Data excerpts:
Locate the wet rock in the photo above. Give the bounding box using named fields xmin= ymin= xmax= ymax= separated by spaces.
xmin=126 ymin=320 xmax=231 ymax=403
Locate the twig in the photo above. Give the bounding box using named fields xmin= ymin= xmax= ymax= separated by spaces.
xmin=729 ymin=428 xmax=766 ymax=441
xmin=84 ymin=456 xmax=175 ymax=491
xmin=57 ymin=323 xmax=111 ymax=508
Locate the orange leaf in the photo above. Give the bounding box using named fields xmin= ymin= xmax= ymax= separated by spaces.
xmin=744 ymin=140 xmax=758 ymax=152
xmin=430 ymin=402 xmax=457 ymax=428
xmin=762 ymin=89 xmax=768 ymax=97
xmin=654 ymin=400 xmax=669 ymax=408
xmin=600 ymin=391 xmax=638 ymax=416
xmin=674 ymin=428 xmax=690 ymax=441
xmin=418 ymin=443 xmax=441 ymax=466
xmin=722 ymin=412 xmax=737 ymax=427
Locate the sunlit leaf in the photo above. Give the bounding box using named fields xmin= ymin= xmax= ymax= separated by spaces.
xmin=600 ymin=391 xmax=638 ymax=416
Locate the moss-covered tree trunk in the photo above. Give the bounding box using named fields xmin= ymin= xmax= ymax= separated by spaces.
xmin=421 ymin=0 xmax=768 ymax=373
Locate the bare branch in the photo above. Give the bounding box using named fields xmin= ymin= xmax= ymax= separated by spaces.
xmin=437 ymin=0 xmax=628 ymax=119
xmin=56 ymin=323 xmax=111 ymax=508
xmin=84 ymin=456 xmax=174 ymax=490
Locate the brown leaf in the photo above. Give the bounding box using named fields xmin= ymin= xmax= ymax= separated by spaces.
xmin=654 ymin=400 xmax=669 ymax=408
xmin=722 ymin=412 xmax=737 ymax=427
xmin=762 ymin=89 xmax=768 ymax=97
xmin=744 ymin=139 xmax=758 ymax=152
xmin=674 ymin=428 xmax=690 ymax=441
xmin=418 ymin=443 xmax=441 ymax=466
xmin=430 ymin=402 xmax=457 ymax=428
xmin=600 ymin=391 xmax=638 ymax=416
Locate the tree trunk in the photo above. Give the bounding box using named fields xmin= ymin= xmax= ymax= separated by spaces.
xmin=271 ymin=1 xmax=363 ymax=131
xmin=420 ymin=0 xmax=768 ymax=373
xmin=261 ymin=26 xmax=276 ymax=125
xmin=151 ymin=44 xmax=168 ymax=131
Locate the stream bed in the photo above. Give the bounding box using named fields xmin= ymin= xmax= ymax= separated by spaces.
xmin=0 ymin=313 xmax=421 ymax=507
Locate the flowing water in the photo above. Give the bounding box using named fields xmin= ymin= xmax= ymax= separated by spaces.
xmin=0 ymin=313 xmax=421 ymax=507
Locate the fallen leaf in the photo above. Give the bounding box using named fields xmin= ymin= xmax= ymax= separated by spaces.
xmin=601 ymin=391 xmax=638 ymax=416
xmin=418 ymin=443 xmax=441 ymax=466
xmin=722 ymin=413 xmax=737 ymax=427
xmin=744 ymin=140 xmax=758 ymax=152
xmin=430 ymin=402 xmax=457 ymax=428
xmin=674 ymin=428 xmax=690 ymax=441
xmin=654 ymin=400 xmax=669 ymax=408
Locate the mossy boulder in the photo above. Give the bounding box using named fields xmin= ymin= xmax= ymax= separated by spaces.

---

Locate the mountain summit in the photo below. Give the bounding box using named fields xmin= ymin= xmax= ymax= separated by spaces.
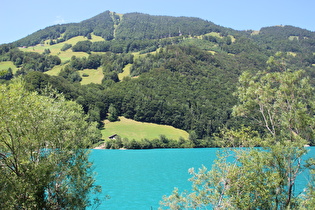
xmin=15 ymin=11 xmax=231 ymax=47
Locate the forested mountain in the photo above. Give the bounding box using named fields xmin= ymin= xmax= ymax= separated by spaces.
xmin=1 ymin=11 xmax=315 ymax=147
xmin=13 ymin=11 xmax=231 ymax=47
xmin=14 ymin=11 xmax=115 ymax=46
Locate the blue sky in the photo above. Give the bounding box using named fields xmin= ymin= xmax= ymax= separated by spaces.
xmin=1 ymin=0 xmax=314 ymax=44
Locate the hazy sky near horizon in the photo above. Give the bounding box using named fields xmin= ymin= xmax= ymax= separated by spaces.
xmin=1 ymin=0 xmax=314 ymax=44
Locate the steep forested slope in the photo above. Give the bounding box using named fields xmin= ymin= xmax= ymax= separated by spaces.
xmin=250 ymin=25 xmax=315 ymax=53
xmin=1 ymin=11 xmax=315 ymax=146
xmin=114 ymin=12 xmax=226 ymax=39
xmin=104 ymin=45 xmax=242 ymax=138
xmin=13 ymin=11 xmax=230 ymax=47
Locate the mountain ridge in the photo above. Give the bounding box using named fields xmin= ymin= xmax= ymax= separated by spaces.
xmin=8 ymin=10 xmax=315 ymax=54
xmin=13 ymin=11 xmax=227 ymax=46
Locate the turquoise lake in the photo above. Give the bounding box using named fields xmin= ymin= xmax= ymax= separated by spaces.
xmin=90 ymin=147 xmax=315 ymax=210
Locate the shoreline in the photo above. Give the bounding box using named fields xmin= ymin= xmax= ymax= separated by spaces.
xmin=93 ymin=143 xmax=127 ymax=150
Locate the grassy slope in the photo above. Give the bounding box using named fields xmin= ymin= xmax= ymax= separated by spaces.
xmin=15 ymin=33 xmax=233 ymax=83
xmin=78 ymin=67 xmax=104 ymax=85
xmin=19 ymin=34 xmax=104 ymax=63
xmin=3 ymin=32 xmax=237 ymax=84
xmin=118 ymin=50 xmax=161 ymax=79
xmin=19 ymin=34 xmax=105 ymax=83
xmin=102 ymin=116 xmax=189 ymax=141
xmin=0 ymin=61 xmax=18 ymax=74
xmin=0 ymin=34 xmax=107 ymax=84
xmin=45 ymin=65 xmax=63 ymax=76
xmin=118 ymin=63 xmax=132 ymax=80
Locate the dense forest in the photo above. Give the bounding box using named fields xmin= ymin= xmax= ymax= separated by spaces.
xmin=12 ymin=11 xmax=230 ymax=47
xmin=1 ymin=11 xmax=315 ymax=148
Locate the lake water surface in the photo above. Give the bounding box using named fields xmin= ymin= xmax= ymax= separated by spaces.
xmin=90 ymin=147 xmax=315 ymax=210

HOW TO COMPLETE THIS TASK: Of all the entries above, repeat only the lines from the line that has "Locate the tree" to the line that has "Locate the mossy", both lines included, exactly.

EXERCISE RESULT:
Locate the tree trunk in the photo above. Give the bounding box using named fields xmin= ymin= xmax= ymax= separated by spaces.
xmin=271 ymin=1 xmax=363 ymax=131
xmin=420 ymin=0 xmax=768 ymax=373
xmin=261 ymin=26 xmax=276 ymax=125
xmin=151 ymin=44 xmax=168 ymax=131
Locate the stream bed in the photo above. Give the bounding box using named fields xmin= ymin= xmax= ymax= separated by spaces.
xmin=0 ymin=313 xmax=421 ymax=507
Locate the flowing water in the photo above. Give the bounding box using named fields xmin= ymin= xmax= ymax= separated by spaces.
xmin=0 ymin=313 xmax=421 ymax=507
Locate the fallen leaf in the photo above. Give the bounding box using named fields xmin= ymin= xmax= ymax= separated by spaces.
xmin=601 ymin=391 xmax=638 ymax=416
xmin=418 ymin=443 xmax=441 ymax=466
xmin=722 ymin=413 xmax=737 ymax=427
xmin=744 ymin=140 xmax=758 ymax=152
xmin=430 ymin=402 xmax=457 ymax=428
xmin=674 ymin=428 xmax=690 ymax=441
xmin=654 ymin=400 xmax=669 ymax=408
Locate the mossy boulder in the photo above. Give the bounding box using named fields xmin= ymin= xmax= ymax= separated by spaces.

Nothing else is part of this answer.